The exercise >>
Rewrite all of the records, changing every "single pin" to "single point" and leaving everything else as it is.

Material for this task >>
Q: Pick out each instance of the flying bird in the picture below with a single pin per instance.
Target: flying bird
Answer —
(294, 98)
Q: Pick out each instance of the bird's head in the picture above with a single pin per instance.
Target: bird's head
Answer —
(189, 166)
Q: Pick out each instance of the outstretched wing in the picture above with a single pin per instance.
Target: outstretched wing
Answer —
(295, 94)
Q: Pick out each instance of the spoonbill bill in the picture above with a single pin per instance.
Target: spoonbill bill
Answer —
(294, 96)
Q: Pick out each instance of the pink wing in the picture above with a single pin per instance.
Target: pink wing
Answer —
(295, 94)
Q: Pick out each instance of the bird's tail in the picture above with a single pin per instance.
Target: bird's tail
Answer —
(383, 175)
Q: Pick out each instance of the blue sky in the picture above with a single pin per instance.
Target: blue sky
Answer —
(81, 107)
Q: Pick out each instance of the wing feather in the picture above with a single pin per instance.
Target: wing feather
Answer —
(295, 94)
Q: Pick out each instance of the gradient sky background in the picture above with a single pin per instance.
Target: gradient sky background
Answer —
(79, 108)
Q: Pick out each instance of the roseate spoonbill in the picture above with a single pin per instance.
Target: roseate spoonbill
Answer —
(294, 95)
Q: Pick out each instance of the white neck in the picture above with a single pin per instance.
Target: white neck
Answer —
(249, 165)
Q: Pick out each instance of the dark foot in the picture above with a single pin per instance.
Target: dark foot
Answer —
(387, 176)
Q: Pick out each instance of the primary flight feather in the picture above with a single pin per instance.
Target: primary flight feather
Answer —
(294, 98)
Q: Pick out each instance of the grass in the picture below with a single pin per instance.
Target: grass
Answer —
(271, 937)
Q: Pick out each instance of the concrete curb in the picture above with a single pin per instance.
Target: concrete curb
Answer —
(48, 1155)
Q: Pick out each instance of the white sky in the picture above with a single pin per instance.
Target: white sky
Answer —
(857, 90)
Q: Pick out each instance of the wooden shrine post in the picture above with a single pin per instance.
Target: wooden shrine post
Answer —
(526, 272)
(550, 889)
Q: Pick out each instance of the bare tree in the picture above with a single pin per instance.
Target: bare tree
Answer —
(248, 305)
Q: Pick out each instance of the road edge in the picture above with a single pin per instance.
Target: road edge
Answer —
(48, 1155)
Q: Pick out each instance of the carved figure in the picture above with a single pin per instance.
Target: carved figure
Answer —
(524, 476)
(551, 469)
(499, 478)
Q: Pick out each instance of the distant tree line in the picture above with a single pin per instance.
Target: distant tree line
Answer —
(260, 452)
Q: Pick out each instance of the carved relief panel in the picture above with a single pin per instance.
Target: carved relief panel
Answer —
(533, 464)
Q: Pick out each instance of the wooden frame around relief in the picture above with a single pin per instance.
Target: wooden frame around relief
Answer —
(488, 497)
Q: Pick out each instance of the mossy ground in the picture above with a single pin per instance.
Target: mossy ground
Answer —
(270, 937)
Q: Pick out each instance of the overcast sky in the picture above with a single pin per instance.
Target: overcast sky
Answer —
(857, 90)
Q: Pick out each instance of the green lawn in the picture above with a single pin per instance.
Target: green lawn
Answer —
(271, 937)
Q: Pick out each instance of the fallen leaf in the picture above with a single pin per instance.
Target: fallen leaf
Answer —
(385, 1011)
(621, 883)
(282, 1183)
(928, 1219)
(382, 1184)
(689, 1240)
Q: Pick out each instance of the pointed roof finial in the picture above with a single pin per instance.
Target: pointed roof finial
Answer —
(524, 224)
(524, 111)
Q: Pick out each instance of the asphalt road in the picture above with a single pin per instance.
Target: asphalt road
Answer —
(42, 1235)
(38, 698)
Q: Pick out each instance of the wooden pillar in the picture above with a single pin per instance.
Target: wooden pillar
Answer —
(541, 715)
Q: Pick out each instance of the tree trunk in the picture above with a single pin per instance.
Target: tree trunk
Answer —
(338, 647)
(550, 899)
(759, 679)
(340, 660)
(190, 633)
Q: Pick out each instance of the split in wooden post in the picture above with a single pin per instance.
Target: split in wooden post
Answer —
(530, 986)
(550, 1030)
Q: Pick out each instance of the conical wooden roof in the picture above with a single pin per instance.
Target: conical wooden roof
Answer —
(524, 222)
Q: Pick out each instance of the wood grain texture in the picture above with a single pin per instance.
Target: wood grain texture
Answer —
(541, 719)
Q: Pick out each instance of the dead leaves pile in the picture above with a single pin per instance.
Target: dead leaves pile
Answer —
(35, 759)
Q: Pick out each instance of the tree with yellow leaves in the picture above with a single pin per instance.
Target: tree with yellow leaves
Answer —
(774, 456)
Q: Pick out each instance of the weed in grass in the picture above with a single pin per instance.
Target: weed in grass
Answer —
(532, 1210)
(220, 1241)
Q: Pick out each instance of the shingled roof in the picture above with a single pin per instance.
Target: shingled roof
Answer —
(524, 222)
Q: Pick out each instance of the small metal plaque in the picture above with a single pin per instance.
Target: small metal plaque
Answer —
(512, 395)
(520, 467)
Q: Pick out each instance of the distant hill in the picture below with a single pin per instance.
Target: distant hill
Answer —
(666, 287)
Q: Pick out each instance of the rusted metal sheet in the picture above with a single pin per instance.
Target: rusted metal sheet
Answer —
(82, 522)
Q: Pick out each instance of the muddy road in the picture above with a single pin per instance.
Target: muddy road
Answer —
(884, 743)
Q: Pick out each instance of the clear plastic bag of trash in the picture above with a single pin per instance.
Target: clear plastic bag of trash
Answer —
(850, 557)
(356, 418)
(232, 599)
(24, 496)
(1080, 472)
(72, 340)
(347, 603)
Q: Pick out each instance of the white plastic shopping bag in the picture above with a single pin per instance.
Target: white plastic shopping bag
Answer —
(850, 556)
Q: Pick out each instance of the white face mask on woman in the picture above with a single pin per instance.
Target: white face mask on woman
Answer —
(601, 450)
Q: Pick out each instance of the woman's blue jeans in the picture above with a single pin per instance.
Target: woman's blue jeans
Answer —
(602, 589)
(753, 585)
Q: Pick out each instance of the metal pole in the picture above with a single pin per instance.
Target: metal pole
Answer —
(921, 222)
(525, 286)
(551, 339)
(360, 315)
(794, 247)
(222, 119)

Correct result >>
Q: Pick out each instance of the flying bird in the picture below with a single point per instance.
Target: flying bird
Answer —
(294, 98)
Q: Pick out each instance of the bird's head in the picture above with a single point per instance.
Target: bird's head
Answer —
(189, 166)
Q: Pick out each instance of the outstretched wing in the picture above with a single point per instance.
Target: outstretched wing
Answer —
(295, 94)
Q: Pick out each instance of the spoonbill bill in the picture above with a single point per instance.
Target: spoonbill bill
Answer —
(294, 96)
Q: Pick out each instance of the pink wing in the picture above with a single point per instance.
Target: pink wing
Answer —
(295, 94)
Q: Pick out each instance of the bird's tail in the picture above with a single point per instance.
Target: bird's tail
Answer —
(383, 175)
Q: Pick out each instance of the blue sky in the picture above with a single point per instance.
Target: blue sky
Answer —
(81, 107)
Q: Pick out each instance of the wing feather in the picture above with a single point per instance.
Target: wing feather
Answer —
(295, 94)
Q: Pick out each instance of the gradient sky background in the picture above with a single point per instance.
Target: gradient sky background
Answer —
(79, 108)
Q: Pick out each instance of the roseate spoonbill in the picture above with a single point per instance.
Target: roseate spoonbill
Answer —
(294, 95)
Q: Pick out each instance of the white neck in the picture above with a single point per instance.
Target: white neck
Answer —
(249, 165)
Q: Pick out each instance of the dark foot in the picture above with a single point per instance.
Target: dark foot
Answer —
(387, 176)
Q: Pick out each instance of the primary flight feather in the picture above with a single point per instance.
Target: primary flight feather
Answer —
(294, 98)
Q: Pick out each instance of the grass in the picture below with a single point per instance.
Target: grass
Answer —
(271, 937)
Q: Pick out each instance of the concrete curb in the picture above with a single point per instance.
Target: concrete curb
Answer —
(48, 1155)
Q: Pick out each instance of the white sky in the picture above with a single point per instance.
Target: white sky
Answer —
(857, 90)
Q: Pick out each instance of the wooden shrine post in the picture above with a single point per instance.
Target: wooden shrine post
Answer —
(526, 272)
(550, 889)
Q: Pick out each instance of the bare tree in the picture above with a single point per instance.
Target: bare tree
Answer —
(248, 305)
Q: Pick out each instance of the road edge in the picture above with a single point per instance.
Target: road edge
Answer —
(48, 1155)
Q: Pick out each instance of the carved figure in the picture above with a single point per instance.
Target: carved figure
Answer —
(524, 476)
(551, 469)
(499, 478)
Q: Pick out each instance of the distant tree line in the picture above with a single point per instance.
Target: distant tree line
Answer —
(260, 452)
Q: Pick out each instance of the carved relief panel in the picture above with a single point per instance.
Target: carved relief panel
Answer —
(533, 464)
Q: Pick out each instance of the wooden frame around relief in the picture above with a single point per instance.
Target: wooden frame around relief
Answer —
(488, 497)
Q: Pick out each instance of the mossy ground in the picture above with a single point per instance.
Target: mossy ground
Answer —
(270, 937)
Q: Pick out each instance of the overcast sky in the picture above with a single point per instance.
Target: overcast sky
Answer —
(857, 90)
Q: Pick out each instance of the green lawn in the picture above with a single point per instance.
Target: green lawn
Answer —
(271, 937)
Q: Pick out each instance of the fallen leaf in the picture above with a single point per instance.
Target: fallen leaf
Answer —
(385, 1011)
(621, 883)
(282, 1183)
(928, 1219)
(382, 1184)
(689, 1240)
Q: Pick out each instance of the pointed roof finial in the picture above with a single point per instance.
Target: pointed roof finial
Answer —
(524, 224)
(524, 111)
Q: Pick out each instance of the asphalt road in the picture above with a single point per instance.
Target: asphalt road
Answer —
(42, 1235)
(38, 698)
Q: Pick out each instance of the wooden pillar in the picture above with a single point per instance.
Target: wooden pillar
Answer —
(541, 715)
Q: Pick out each instance of the tree trunk in the picture above with a single point per instance.
Target: tree trunk
Answer —
(338, 647)
(550, 899)
(759, 679)
(340, 660)
(190, 633)
Q: Pick out each instance of the split in wooden post in the picture above with a single point per instance.
Target: split in wooden post
Answer —
(530, 986)
(550, 1030)
Q: Pick out each instance of the conical wooden roof in the picture above with a single point per instance.
Target: conical wooden roof
Answer —
(524, 222)
Q: Pick out each instance of the wood grain texture in the picture above with a single point per instance.
Target: wood grain texture
Answer —
(541, 719)
Q: Pick out each instance of the dead leaves pile in the picture above with a single point per instance.
Target: dead leaves pile
Answer —
(35, 759)
Q: Pick out each instance of the tree with yellow leaves in the picture above with a single point per instance.
Target: tree with yellow leaves
Answer —
(774, 456)
Q: Pick out each instance of the weed in grass in the picture above with a single point per instance.
Target: weed in grass
Answer —
(532, 1210)
(220, 1241)
Q: Pick out each instance of the shingled roof in the picture above with a single point per instance.
Target: shingled roof
Answer —
(524, 222)
Q: Pick out each instance of the small metal plaque in the picture above with a single point per instance.
Target: small metal plaque
Answer —
(512, 395)
(520, 467)
Q: Pick out each instance of the distant hill in the picture below with a single point per instance.
Target: distant hill
Answer —
(666, 287)
Q: Pick out each instance of the rusted metal sheet in the picture above with a single point per instance.
Target: rusted metal sheet
Answer —
(82, 522)
Q: Pick out each instance of the muddy road in the picture above with a single point per instance.
Target: muddy road
Answer —
(884, 743)
Q: Pick out each instance of the clear plastic bag of trash in the picture above with a single point per instance.
Target: clear plastic bag of trash
Answer —
(850, 557)
(356, 418)
(232, 599)
(24, 496)
(1080, 472)
(72, 340)
(347, 603)
Q: Pick out each instance of the white plastic shopping bag in the picture above with a single point per instance.
Target: white plastic shopping bag
Answer —
(850, 556)
Q: Pick out each instance of the white face mask on woman in the picture above with a single point per instance.
Target: white face mask on woman
Answer —
(601, 450)
Q: Pick out each instance of the woman's blue jeans in the picture above with a single point per instance.
Target: woman's blue jeans
Answer —
(602, 589)
(753, 585)
Q: Pick out each instance of the metal pole in the picture above with a single point per instance.
Target: metal pole
Answer —
(921, 222)
(525, 286)
(551, 339)
(360, 315)
(794, 247)
(222, 119)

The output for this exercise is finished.